> **TASK DETAILS**: Please count the lines in the items below that contain the string "mask", treating case as significant, and give only the number.

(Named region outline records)
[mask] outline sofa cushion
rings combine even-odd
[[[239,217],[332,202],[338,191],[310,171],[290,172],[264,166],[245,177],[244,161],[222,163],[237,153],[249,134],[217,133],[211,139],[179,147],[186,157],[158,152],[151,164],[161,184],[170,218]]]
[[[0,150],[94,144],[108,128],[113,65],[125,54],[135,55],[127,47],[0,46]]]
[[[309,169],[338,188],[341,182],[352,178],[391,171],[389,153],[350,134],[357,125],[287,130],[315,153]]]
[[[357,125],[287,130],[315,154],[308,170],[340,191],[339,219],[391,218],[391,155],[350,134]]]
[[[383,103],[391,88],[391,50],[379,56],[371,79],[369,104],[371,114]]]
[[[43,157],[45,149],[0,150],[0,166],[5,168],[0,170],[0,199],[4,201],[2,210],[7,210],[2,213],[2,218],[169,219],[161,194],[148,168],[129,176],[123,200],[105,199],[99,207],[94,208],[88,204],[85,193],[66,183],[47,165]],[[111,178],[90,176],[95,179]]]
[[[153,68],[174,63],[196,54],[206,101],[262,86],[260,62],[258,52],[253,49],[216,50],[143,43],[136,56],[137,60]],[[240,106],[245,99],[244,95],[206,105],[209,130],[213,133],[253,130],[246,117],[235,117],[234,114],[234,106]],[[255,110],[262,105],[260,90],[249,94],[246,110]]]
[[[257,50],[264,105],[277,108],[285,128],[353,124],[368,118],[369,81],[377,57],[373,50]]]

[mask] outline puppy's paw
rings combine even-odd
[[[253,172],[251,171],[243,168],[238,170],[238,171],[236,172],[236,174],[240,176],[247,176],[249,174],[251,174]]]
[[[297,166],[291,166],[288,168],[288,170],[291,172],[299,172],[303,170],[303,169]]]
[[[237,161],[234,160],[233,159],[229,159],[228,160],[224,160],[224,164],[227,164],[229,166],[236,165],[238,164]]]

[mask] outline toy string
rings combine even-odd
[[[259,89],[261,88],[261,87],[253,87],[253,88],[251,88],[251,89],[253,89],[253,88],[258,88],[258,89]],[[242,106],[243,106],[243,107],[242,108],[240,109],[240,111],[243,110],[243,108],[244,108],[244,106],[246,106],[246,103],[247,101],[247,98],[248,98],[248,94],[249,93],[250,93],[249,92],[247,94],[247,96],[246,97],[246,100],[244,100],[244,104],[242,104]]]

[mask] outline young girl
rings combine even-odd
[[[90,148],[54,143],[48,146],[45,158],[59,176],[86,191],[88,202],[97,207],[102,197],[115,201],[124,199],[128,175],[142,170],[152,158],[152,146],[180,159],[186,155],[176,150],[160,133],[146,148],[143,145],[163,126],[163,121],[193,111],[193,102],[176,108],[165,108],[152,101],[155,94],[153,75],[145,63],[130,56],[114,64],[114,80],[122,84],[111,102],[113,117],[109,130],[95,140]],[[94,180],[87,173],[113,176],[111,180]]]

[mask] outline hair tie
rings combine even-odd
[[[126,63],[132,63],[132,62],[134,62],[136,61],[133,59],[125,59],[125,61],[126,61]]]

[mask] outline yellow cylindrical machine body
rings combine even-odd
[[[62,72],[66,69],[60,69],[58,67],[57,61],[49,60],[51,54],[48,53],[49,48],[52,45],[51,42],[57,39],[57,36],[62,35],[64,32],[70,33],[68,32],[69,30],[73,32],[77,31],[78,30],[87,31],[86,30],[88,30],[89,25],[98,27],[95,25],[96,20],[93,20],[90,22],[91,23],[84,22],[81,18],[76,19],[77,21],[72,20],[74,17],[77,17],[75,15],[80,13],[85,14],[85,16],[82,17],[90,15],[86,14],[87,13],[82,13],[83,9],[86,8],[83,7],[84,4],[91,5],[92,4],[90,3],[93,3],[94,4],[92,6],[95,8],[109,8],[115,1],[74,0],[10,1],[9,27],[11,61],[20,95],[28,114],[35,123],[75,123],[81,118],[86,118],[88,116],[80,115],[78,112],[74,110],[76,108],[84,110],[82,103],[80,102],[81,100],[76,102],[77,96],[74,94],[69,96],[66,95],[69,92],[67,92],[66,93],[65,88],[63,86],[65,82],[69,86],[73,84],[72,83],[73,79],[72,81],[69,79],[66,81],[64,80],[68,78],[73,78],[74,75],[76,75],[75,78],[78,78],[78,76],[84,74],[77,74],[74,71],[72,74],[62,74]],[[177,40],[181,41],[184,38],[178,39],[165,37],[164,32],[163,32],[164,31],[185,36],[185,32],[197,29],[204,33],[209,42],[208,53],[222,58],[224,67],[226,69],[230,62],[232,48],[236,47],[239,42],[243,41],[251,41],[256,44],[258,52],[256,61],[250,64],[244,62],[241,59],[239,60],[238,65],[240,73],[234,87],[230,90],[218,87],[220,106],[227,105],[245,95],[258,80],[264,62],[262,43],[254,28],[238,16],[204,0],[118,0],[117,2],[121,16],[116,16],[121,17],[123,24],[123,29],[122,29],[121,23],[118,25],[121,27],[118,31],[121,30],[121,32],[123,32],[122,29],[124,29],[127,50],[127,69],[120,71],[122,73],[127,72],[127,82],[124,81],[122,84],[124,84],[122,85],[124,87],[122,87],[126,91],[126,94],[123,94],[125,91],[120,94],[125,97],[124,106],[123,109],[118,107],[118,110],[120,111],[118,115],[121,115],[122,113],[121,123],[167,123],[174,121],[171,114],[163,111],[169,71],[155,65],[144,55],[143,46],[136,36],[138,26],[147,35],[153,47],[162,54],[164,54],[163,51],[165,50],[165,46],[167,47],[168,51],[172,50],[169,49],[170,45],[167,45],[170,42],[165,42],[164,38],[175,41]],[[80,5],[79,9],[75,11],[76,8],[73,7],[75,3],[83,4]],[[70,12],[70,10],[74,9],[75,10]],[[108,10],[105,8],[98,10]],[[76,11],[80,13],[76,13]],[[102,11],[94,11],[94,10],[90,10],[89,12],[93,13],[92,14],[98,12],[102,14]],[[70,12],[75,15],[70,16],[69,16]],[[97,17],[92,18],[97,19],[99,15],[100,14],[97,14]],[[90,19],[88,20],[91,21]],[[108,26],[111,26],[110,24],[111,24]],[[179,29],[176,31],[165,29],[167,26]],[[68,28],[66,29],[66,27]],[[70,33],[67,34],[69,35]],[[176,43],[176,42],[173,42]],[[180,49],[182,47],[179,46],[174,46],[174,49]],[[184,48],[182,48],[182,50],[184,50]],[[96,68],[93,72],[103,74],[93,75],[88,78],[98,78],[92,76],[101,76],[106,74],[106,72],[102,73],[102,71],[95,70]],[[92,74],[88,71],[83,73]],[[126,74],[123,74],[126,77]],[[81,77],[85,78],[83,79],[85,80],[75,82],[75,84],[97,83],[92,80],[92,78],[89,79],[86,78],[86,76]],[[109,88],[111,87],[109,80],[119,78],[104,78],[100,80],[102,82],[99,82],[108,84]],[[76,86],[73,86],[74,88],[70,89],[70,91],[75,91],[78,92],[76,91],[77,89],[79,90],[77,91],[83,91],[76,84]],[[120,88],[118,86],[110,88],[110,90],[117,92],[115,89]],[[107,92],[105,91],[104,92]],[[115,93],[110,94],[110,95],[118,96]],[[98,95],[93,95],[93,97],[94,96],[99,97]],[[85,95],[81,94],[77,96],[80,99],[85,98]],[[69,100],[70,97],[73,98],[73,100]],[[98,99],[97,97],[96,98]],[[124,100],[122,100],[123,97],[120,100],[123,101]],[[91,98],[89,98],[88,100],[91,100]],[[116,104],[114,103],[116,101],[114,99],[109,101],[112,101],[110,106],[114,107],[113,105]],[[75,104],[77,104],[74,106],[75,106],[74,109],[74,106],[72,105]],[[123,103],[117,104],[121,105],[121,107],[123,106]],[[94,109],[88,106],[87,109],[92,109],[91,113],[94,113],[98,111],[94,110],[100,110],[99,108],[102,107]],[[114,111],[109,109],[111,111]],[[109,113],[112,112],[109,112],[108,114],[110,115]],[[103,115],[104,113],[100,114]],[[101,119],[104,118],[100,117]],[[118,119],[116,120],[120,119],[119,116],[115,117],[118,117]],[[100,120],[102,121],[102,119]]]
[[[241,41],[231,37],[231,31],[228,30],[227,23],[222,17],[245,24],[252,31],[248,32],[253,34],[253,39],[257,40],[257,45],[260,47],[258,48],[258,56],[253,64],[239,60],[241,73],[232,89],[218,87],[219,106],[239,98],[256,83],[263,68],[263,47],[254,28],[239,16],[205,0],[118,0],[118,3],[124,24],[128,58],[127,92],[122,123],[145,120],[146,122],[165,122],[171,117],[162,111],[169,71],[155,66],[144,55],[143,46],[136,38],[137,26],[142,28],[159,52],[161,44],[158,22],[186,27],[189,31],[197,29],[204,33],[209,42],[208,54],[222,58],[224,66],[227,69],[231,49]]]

> **COMPLETE OUTPUT**: 6